The Comprehensive LATEX Symbol List is a good reference of LaTeX symbol names. See section 3. Mathematical symbols.

Formatting different token types

Since we want to use \begin{array} environment in LaTeX, we should encompass the token characters with different LaTeX operators.

variables with \textrm{var}
type variables with \mathit{tyvar}
others with \textrm{} as well
Haskell keywords with \textit This mapping should be easily changed in a single place in code.

Please let me know if there is a question about any other token types!

Safe escaping

In order to safely escape strings, it would be best to make sure that conversion is done only on parts that are not escaped yet:

data Escapable x =
    Literal x
  | Escaped x

conversion :: Escapable Text -> Escapable LaTeX

Alternative is to perform the conversion as multistep process, with list of Either values:

type Input        = Either HaskellToken RawTeX
type RawTeX       = String

type Intermediate = Either UnescapedString RawTeX

type Output       = Either () RawTeX

Pandoc filter connection

Using Text.Pandoc.Walk interface we can easily implement the filter.

Filter main is a function like:

import Text.Pandoc.JSON
import Text.Pandoc.Walk

main :: IO ()
main = toJSONFilter (ourPandocWalk :: Walkable [a] Pandoc => ToJSONFilter (a -> IO [a])

Then we make ourPandocWalk to be a function that:

Matches Meta to check if we are targetting LaTeX or HTML.
Finds CodeBlock and leaves everything else as-is.
Generates \table as RawBlock of LaTeX output.

Options shall be parsed per CodeBlock. First parameter to each CodeBlock are attributes (Attr). These attributes should be parsed as options

Option attributes

Per-CodeBlock attributes to be handled:

lexer=indent or lexer=haskell
ignore CodeBlock that does not have attribute:
- lexer=
- or .haskell

Global Meta attributes to be handled:

output format:
- LaTeX or PDF -- produce LaTeX RawBlock
- HTML -- produce HTML RawBlock
- or all others -- produce Table

TikZ marks

TikZ marks are useful for marking up things on generated code.

Some data:
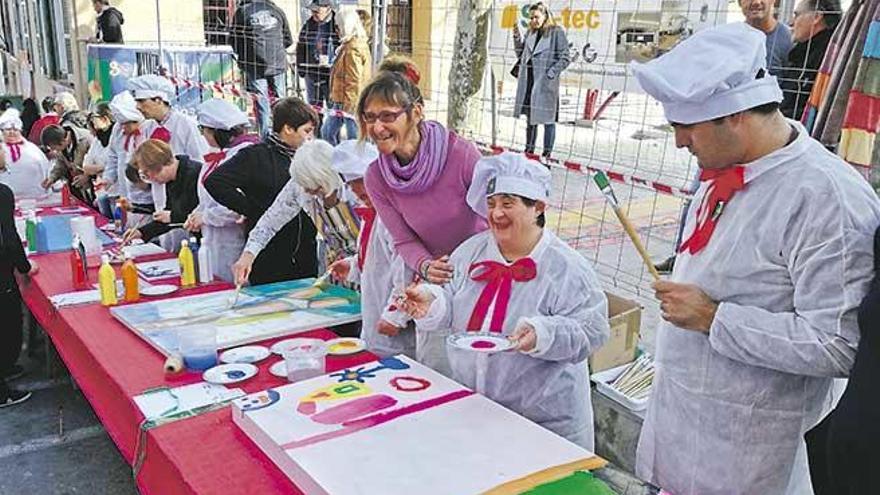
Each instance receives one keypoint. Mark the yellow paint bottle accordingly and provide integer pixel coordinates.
(107, 282)
(187, 265)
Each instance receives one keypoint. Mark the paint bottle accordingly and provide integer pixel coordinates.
(206, 268)
(129, 279)
(187, 265)
(31, 232)
(65, 194)
(107, 282)
(77, 264)
(195, 249)
(42, 235)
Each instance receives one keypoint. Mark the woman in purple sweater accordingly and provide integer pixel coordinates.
(420, 181)
(419, 187)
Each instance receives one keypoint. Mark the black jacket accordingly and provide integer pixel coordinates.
(797, 77)
(183, 197)
(110, 26)
(259, 34)
(247, 184)
(12, 255)
(316, 39)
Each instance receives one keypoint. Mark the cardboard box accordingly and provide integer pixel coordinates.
(625, 318)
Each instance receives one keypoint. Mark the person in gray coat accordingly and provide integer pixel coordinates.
(543, 55)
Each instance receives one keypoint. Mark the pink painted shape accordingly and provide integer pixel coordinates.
(377, 419)
(307, 408)
(354, 409)
(483, 344)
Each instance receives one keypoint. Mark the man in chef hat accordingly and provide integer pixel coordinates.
(526, 288)
(23, 167)
(153, 95)
(760, 312)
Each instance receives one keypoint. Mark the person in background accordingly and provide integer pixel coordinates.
(224, 127)
(23, 167)
(67, 108)
(29, 115)
(260, 35)
(12, 259)
(543, 55)
(156, 164)
(50, 117)
(124, 140)
(249, 182)
(315, 188)
(67, 148)
(555, 313)
(759, 315)
(419, 186)
(109, 23)
(376, 267)
(843, 447)
(350, 73)
(315, 50)
(812, 25)
(760, 14)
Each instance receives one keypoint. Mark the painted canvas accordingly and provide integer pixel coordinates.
(393, 426)
(261, 312)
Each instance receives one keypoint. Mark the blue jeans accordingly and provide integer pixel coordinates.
(549, 138)
(266, 87)
(332, 124)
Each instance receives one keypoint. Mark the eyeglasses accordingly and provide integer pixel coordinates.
(386, 117)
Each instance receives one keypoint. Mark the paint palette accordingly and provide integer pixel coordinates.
(247, 354)
(480, 342)
(229, 373)
(344, 346)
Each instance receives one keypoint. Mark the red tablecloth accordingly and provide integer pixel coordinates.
(206, 454)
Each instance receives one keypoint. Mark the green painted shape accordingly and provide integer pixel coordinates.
(579, 483)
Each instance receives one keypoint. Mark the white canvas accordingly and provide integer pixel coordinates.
(461, 442)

Exercise requirements:
1. In the Pandoc filter notes, change every "ourPandocWalk" to "codeBlockWalk" in the part between "import Text.Pandoc.JSON" and "of LaTeX output.", inclusive, and write out that part again.
2. Decide whether each statement agrees with the Pandoc filter notes. Answer yes or no, and quote the deciding words.
(a) The filter is implemented with the Text.Pandoc.Walk interface.
(b) Type variables are wrapped with \textrm.
(c) When the output format is HTML, a Table is produced.
3. Proceed with the Pandoc filter notes from the point where they stop.
The data above is separate material and has no connection to the Pandoc filter notes.

Answers for this exercise:
1.
import Text.Pandoc.JSON
import Text.Pandoc.Walk

main :: IO ()
main = toJSONFilter (codeBlockWalk :: Walkable [a] Pandoc => ToJSONFilter (a -> IO [a])

Then we make codeBlockWalk to be a function that:

Matches Meta to check if we are targetting LaTeX or HTML.
Finds CodeBlock and leaves everything else as-is.
Generates \table as RawBlock of LaTeX output.

2.
(a) Yes: "Using Text.Pandoc.Walk interface we can easily implement the filter."
(b) No: "type variables with \mathit{tyvar}"
(c) No: "HTML -- produce HTML RawBlock"

3.
You should just look for comments with syntax: {->markName-} and convert them to a raw LaTeX string \tikzmark{markName}.

Alternate lexers

Please note that using alternate lexers disables token replacement! This is important, since the token replacement to LaTeX special symbols is language-specific.

Indent only

Indent only is simplest to implement, just start a column after initial whitespace in each line ends.

Space only

There should be an option to use alternate lexer. It is driven solely by indentation.

Cell break is delimited by a starting indent.
Or column of consecutive spaces that occur in more than one line, and at least one line has at least one more space before it.

Example input:

# n is size of heap
def heapify(arr, n, i):
    largest = i  # Initialize largest as root
    l = 2 * i + 1     # left = 2*i + 1
    r = 2 * i + 2     # right = 2*i + 2

Example column division:

# n is size of heap
def |heapify(arr, n, i).:
    |largest = i  # Ini.tialize largest as root
    |l = 2 * i + 1     |# left = 2*i + 1
    |r = 2 * i + 2     |# right = 2*i + 2

For highlighting we will later connect skylighting like Pandoc does natively.

Python3 lexer {#sec:python-lexer}

Very easy to support, just add package language-python to dependencies. The token type is different, but we only ever compare it by equality.

Used tools

Finding Haskell tokens

https://hackage.haskell.org/package/ghc-syntax-highlighter-0.0.6.0/docs/GHC-SyntaxHighlighter.html

tokenizeHaskellLoc :: Text -> Maybe [(Token, Loc)]

LaTeX output

For escaping text in TeX: http://hackage.haskell.org/package/HaTeX-3.5/docs/Text-LaTeX-Base-Render.html#t:Render

Render Text in particular

For tables:

https://hackage.haskell.org/package/HaTeX-3.22.2.0/docs/Text-LaTeX-Packages-Multirow.html
if not:
- add one to LaTeX:
  - multicol
  - polytable

Debugging

The best debugging would be using the filter in different modes. Pandoc can automatically detect output format:

pandoc input.md --filter=pandoc-filter-indent -o output.html
pandoc input.md --filter=pandoc-filter-indent -o output.tex
pandoc input.md --filter=pandoc-filter-indent -o output.pdf

Note that the filter does not touch the text outside code blocks. It can however add necessary LaTeX headers or HTML styles in meta headers-include.